* Work instructions *
Count, in the entries, the lines with "drawer". Answer with the number only.

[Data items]
_ _ _ _

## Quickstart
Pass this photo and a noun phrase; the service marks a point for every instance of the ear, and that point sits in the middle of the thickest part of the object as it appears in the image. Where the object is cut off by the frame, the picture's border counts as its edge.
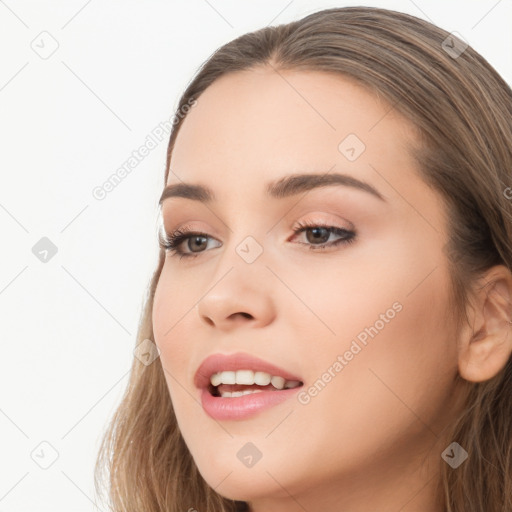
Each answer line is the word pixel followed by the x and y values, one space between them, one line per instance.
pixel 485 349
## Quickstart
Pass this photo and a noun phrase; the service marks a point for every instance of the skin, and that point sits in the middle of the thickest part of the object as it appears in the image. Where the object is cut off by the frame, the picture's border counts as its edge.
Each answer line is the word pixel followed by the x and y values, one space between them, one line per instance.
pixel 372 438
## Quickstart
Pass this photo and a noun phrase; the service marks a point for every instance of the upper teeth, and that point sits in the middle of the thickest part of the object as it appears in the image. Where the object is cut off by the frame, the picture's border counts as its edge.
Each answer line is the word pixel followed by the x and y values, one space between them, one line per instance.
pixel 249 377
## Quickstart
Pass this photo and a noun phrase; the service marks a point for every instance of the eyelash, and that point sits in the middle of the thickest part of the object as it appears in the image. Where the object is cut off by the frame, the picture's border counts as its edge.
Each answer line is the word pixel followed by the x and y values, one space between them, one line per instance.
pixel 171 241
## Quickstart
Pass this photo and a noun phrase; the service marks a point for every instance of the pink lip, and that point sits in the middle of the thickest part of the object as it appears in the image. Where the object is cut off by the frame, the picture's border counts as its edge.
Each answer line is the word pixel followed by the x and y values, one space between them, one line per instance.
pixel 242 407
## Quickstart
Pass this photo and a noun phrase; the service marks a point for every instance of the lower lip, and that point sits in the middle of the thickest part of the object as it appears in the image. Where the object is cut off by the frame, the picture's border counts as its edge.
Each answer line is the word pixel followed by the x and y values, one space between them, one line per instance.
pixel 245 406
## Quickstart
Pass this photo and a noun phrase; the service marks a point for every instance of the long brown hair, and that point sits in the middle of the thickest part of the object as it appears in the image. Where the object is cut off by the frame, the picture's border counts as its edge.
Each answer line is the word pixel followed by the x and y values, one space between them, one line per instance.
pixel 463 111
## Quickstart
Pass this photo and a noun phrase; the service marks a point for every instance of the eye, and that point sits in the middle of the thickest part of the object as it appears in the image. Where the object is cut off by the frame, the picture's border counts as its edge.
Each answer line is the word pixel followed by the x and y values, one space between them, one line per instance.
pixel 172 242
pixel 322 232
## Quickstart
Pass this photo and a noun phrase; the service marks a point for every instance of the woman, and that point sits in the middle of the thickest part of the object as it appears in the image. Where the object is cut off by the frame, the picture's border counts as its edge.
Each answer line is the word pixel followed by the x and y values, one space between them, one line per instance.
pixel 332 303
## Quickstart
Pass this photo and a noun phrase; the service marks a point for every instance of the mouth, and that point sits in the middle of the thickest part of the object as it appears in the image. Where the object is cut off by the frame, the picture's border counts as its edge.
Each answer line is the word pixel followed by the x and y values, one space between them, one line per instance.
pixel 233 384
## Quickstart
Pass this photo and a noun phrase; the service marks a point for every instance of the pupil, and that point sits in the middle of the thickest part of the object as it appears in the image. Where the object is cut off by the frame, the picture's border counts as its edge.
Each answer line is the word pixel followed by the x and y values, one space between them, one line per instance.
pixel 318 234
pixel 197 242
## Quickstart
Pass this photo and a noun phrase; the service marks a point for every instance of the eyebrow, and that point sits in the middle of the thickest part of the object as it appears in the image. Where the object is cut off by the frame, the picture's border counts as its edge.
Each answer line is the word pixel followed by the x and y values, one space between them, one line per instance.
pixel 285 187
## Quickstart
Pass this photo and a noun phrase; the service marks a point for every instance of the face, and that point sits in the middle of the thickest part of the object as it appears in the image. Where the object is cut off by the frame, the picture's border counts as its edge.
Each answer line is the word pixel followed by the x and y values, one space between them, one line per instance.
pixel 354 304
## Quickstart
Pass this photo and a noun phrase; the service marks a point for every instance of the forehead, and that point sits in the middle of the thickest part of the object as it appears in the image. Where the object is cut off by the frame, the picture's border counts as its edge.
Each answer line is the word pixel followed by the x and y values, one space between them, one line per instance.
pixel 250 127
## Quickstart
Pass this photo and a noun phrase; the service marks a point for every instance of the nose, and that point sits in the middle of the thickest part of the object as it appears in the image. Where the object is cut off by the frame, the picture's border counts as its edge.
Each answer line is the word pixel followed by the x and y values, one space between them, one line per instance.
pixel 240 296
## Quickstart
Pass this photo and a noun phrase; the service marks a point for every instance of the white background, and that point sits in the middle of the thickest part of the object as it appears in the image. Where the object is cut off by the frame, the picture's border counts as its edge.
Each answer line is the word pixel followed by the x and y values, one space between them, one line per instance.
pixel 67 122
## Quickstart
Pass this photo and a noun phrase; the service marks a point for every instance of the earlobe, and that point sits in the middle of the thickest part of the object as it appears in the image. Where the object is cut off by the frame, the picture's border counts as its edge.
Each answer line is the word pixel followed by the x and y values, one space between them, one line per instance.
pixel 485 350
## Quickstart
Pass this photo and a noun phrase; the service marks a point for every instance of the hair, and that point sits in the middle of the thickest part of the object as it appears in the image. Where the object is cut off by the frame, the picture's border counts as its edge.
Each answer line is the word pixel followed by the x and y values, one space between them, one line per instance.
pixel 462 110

_ _ _ _

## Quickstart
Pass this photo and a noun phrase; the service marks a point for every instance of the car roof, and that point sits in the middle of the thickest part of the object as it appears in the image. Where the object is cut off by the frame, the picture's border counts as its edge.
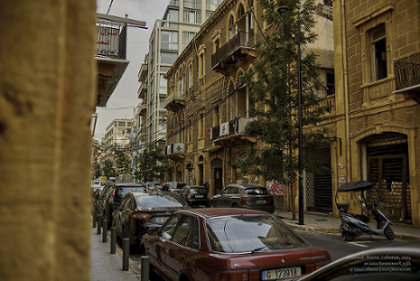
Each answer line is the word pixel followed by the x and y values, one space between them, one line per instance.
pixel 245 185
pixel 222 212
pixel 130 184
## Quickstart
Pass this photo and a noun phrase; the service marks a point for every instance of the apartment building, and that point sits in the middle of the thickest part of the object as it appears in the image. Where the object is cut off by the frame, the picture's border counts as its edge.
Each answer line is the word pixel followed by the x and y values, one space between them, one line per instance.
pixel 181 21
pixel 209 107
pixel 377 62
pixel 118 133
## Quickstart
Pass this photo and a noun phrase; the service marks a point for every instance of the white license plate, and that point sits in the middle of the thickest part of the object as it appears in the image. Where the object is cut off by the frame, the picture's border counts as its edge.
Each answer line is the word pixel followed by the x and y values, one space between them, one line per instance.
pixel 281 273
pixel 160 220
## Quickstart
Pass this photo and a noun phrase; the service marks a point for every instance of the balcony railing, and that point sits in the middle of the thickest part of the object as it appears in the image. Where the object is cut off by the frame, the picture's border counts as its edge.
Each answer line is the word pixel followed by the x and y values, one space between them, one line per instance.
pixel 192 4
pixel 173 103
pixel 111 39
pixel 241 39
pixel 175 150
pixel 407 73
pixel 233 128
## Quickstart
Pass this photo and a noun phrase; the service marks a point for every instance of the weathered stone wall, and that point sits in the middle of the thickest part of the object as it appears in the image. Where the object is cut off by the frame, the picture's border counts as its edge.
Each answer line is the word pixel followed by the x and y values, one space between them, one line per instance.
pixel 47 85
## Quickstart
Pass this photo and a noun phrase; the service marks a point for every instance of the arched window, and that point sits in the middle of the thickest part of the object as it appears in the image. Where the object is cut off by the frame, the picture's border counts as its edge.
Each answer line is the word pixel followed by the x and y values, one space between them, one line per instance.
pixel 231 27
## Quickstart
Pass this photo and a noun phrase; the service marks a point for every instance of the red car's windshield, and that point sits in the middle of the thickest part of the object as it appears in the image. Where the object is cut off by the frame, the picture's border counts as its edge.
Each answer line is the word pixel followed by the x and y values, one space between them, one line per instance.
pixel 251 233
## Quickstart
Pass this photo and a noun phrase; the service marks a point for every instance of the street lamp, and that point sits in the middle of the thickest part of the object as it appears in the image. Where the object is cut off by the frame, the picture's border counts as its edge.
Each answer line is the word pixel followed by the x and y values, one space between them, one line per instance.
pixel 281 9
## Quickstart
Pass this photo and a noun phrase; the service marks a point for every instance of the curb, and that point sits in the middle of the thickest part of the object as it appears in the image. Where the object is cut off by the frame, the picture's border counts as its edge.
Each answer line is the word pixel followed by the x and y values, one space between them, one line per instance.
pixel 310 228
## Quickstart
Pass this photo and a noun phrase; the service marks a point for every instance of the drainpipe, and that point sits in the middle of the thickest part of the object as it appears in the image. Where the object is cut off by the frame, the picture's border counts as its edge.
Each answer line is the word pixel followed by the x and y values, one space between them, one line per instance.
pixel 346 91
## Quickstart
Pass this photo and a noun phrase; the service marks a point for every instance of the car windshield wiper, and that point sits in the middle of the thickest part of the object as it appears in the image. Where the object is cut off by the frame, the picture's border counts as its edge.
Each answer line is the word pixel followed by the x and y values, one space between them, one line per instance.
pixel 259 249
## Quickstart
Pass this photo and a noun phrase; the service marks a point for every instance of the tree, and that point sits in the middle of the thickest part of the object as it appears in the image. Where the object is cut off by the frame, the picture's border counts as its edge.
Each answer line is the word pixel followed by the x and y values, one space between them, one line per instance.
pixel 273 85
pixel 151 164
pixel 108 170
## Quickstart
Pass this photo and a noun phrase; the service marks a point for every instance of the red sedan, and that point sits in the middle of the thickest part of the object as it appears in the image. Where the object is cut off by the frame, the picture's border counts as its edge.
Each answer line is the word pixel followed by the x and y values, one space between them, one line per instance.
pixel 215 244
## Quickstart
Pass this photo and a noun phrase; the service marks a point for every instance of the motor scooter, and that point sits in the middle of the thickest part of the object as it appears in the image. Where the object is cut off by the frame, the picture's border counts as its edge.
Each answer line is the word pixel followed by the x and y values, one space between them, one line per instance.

_ _ _ _

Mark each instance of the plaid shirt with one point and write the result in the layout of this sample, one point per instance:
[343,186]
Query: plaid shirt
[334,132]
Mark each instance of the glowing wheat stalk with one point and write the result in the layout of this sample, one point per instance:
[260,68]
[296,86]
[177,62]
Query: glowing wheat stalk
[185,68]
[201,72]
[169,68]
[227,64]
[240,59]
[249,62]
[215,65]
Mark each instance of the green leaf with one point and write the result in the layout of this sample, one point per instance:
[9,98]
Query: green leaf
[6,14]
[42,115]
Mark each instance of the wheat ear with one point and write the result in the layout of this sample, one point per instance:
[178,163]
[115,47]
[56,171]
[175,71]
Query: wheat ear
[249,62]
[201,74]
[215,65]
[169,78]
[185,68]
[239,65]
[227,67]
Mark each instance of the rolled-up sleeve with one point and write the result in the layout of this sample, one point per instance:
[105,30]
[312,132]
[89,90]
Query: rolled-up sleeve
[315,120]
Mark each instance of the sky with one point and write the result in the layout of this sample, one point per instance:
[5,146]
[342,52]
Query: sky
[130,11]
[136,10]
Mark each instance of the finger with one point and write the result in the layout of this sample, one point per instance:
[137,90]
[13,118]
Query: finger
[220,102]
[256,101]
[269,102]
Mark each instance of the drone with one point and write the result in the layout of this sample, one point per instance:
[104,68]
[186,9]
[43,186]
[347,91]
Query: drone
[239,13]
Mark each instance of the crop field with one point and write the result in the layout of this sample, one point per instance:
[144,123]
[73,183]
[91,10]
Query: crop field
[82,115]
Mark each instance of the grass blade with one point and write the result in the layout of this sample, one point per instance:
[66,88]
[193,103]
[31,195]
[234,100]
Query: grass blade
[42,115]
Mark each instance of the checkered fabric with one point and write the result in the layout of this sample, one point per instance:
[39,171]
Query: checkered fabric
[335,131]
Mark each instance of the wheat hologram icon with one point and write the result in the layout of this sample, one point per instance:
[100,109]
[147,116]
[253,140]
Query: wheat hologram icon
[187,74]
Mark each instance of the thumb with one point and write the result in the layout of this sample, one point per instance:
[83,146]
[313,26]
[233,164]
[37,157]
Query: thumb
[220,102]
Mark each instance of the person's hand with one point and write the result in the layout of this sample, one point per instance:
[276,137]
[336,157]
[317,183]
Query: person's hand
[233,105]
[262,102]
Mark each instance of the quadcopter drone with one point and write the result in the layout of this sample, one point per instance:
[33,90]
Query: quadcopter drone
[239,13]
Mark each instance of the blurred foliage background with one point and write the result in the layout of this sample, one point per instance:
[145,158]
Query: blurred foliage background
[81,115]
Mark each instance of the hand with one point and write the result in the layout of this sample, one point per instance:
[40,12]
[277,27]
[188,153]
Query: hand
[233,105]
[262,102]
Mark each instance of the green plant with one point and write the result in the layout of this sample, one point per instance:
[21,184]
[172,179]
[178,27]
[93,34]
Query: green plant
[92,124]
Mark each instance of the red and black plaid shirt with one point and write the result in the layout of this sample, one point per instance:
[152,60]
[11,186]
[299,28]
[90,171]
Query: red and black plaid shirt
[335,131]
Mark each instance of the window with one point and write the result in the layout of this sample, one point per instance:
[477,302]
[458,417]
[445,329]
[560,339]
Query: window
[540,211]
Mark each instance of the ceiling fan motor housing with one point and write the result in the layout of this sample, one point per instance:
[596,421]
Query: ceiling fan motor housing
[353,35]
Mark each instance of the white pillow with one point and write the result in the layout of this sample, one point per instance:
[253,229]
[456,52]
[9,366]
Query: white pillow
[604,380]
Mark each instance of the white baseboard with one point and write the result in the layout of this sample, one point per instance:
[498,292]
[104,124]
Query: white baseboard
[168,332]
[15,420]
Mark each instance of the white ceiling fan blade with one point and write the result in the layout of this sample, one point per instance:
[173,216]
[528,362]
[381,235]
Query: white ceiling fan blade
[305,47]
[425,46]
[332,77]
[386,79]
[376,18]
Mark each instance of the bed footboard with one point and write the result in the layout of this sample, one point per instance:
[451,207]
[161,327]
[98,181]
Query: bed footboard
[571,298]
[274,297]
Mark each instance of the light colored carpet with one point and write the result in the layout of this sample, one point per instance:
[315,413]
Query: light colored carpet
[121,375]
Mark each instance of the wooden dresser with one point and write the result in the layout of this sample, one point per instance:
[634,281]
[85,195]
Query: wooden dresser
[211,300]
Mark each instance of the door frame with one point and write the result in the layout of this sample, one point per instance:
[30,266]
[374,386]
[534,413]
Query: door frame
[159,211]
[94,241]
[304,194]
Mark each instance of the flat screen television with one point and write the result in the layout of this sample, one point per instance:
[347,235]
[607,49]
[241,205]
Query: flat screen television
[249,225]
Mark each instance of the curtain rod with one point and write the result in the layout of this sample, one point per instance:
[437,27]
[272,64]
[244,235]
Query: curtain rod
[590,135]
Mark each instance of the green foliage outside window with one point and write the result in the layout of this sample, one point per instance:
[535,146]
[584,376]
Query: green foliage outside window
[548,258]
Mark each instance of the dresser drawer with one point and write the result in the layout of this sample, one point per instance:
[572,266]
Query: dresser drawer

_ _ _ _

* Solution *
2